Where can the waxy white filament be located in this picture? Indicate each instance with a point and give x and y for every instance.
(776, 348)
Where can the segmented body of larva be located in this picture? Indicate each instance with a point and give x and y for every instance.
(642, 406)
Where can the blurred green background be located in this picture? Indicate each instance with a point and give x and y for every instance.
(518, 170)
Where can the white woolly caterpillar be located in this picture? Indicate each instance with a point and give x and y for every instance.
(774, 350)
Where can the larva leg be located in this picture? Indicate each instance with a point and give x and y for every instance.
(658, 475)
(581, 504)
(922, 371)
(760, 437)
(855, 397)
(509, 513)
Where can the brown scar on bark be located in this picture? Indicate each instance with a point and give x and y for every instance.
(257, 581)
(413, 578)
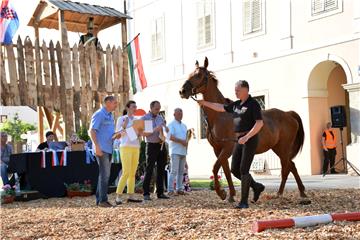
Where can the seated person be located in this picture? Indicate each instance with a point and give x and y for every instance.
(6, 151)
(89, 36)
(74, 140)
(50, 137)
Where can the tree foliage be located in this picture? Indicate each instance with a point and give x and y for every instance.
(16, 127)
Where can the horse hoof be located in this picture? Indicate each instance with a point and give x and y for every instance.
(223, 195)
(305, 201)
(231, 199)
(303, 195)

++++++++++++++++++++

TASK REQUIREMENTS: Write out again, unchanged, the stretch of the items from the line containing "Where can the larva" through the end of the items. Omit the pictures.

FINAL ANSWER:
Where can the larva leg be located in this picture? Indicate each instance with a point and give x and y for every instance.
(658, 475)
(581, 504)
(922, 371)
(760, 437)
(855, 397)
(509, 513)
Where can the brown scar on bark be located in this picture? Indicate each instance with a point and give x and y for every instance.
(257, 581)
(413, 578)
Where can the seated person be located in this picture? Indicate each instance with a point and give x and y for every instance.
(6, 151)
(89, 36)
(74, 140)
(50, 137)
Where can the tree foliage be located in this picture? Indicate each instance with a point and give x and y for every instance.
(16, 127)
Where can the horse hoof be located in this picture? Indicate each instance with a point and give x and y for every instance.
(223, 195)
(305, 201)
(231, 199)
(303, 195)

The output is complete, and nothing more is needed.